Complete the following:
1) List every word or phrase that the passage on genocide and the poor sets in single quotation marks.
2) Write the next part of the passage on genocide and the poor, picking up after its final sentence.

Passage to read:
= Beginning of Section =
This abused word is appropriate in the context. For the vast majority of its victims are black. If 30,000 non-white children die each day from easily curable sickness in a world which can bring Coca-Cola but not safe drinking water to the remotest settlements on earth, how should this be regarded, if not as genocide? To claim that no one wills it is disingenuous, since genocide by default, through inadvertence, is scarcely less repelling than that carried out by the murderous rage of Serbs or Hutus against the objects of their hatred.

Is this why the West becomes so incensed when it recognises 'cleansing' that is explicitly ethnic? After all, it was the overt embodiment of this ideology in the heart of Europe earlier this century that made it a matter of such urgency that racism should be 'cleansed' from Western politics, and also sent to find refuge in a new home, namely in the 'neutral' disciplines of economics.

This is why no effort has been spared in blaming the poor for their plight, which will, in some sort, justify their elimination, the removal from the world of their polluting presence. Do the G-7 (Group of Seven leading industrial nations) and the Western financial institutions not blame the poor rather than a resource-gobbling hyperindustrialism for environmental ruin; do they not blame the poor for their 'population', rather than the 'people' of the West for their excessive consumption?
= End of Section =
Supplied entries:
= Beginning of Section =
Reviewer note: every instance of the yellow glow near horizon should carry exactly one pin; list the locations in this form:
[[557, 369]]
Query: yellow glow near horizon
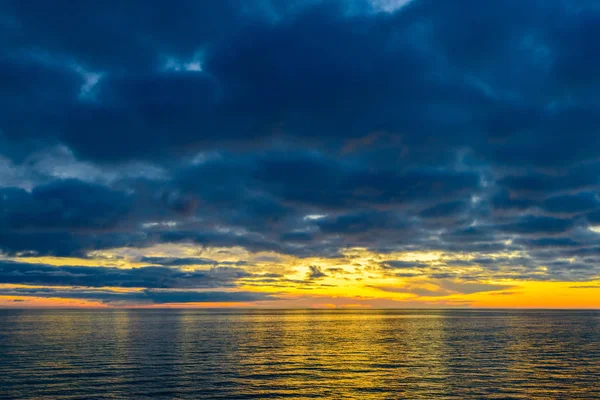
[[358, 278]]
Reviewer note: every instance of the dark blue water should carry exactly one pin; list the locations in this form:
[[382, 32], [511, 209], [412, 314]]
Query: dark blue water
[[299, 354]]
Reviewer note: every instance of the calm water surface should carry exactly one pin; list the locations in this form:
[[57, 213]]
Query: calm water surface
[[299, 354]]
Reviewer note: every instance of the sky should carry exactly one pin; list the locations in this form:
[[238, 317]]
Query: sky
[[300, 153]]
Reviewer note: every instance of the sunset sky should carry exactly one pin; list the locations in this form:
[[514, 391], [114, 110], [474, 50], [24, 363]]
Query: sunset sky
[[306, 153]]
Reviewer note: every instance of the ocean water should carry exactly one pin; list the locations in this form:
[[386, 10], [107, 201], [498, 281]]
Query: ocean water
[[241, 354]]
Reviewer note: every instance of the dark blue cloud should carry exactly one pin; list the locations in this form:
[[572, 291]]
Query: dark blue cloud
[[144, 277], [300, 127]]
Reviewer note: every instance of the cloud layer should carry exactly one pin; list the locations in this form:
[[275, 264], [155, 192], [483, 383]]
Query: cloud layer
[[300, 128]]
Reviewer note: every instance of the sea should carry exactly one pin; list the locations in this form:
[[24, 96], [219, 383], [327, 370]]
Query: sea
[[299, 354]]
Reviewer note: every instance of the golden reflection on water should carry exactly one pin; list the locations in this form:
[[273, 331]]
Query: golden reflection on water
[[300, 354]]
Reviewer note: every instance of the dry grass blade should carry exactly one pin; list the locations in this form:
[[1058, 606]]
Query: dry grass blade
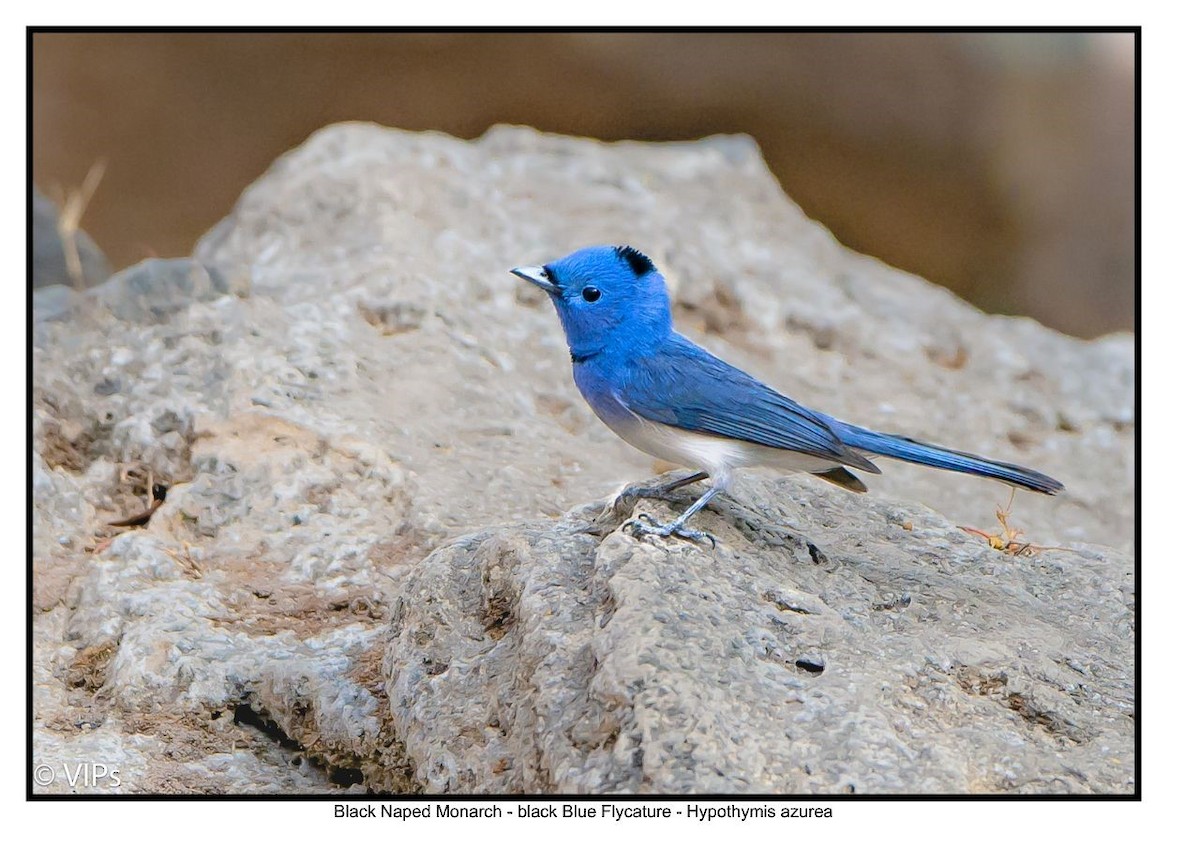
[[72, 209]]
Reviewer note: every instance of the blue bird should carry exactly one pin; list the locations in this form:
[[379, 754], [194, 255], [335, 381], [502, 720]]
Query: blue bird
[[673, 400]]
= End of Section =
Exercise answers:
1)
'cleansing'
'cleansed'
'neutral'
'population'
'people'

2)
Just as the Serbs have a self-justifying ideology for the persecution of the ethnic Albanians, so all tyrannies based upon ethnicity, race, religion, or even economic exclusion, elaborate their own ghoulish theories of inferiorisation, and find reasons why those they intend to destroy deserve no better.

The poor, in the ideology of global wealth creation, are no exception. Their backwardness, their superstitions, their archaic customs and practices, above all their tendency to 'breed', despite our best efforts on their behalf, their persistence in error merits the fate which we all know.

It is only natural that we should deny involvement with these horrors. Indeed, we express our impotent sympathy with the victims of economic cleansing, sheltering behind national sovereignties we have systematically crushed in the higher interests of Globalisation.

More than this, we even project ourselves as having done our utmost to remedy these evils, for have we not deployed every weapon in our resourceful ideological armoury to set them right - aid, charity, the promotion of human rights, good governance, empowerment, participation, the rights of women, the protection of children, an end to corruption, transparency, structural adjustment, income generation, micro-credit, poverty alleviation?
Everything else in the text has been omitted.